[Opening Records section]
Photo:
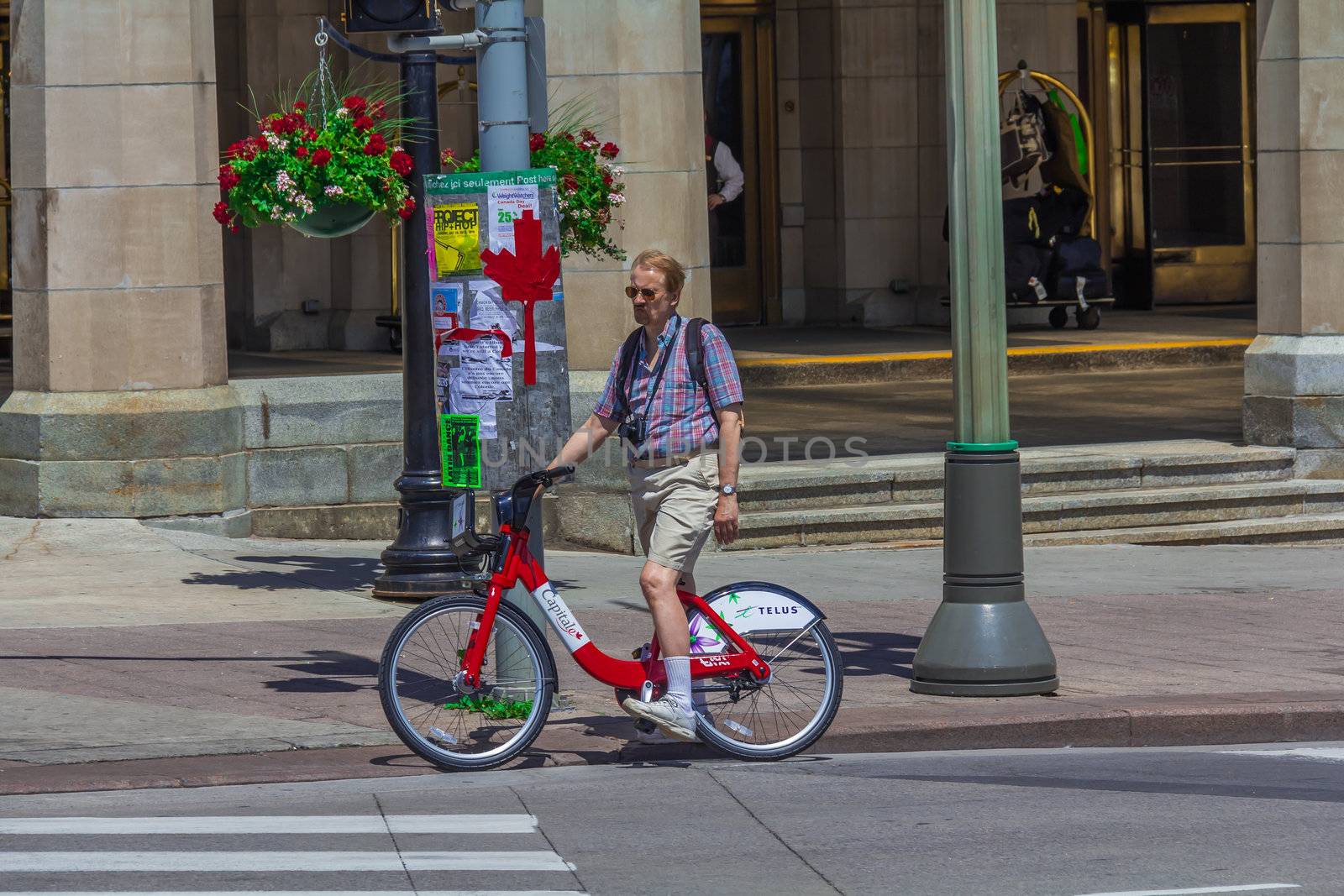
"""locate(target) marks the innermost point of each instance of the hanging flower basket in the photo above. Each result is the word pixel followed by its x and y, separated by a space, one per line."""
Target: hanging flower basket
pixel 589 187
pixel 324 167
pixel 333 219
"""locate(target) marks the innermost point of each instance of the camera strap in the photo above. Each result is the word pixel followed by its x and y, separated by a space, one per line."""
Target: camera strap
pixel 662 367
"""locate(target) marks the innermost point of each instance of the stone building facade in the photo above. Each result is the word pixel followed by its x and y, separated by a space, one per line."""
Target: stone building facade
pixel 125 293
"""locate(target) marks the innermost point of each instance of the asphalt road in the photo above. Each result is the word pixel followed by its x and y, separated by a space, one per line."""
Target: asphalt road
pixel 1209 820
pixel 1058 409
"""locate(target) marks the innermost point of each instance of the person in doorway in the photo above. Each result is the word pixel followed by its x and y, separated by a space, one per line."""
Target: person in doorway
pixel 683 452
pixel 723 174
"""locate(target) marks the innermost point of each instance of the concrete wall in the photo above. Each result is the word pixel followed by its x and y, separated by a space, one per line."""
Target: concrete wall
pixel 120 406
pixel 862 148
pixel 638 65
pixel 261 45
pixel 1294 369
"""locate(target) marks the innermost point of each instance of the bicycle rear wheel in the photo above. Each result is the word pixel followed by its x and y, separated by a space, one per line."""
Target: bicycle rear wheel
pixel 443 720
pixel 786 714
[Closing Records section]
# What to do
Restate the full listing verbatim and drop every picture.

# Exercise result
Photo:
"""locate(target) marks the innermost point of each instance of the hanging flower basket in the photo above. Each result is the word pixel followed by its x and y, separated by a space, one per line."""
Target: hanging flower basket
pixel 589 187
pixel 324 167
pixel 333 219
"""locate(target) marks the innermost point of each instance of the camera strap in the photo above. Each result is the word pixel followed by its x and y, separated by a space, one per line."""
Target: camera strap
pixel 662 367
"""locate(target) marks the innermost point of each instance of the stone building facade in the photo above. Each result is the word pixel followed by its x and y, separated by a space, one per line."""
Target: stone building facade
pixel 125 293
"""locate(target) marks the innermost point of each instance of the asphalt road in the photo above. Each result is the word pixel followed by its x and y, separated by a space, one per line."""
Target: asphalt road
pixel 1209 820
pixel 1058 409
"""locate(target) marks the innermost point of each instance of the person in doorway in the photo above. Each result is the word pixel followed by its x and y, separated by a space, one per line."""
Target: person in doorway
pixel 683 452
pixel 723 174
"""locate(target) marks the innermost point of each instance of the concrete wall in the photo above. Each result is the word pixel followed by its x and y, separated by a space, one per line."""
Target: concrete wall
pixel 120 406
pixel 862 148
pixel 638 65
pixel 261 45
pixel 1294 369
"""locate(target) marks the innermost point of each instance of the bicycle rear wheel in the photo above. Each result is the word pixel followed by its x and y, separated by a space, one per line."""
Target: bicycle rear wheel
pixel 443 720
pixel 786 714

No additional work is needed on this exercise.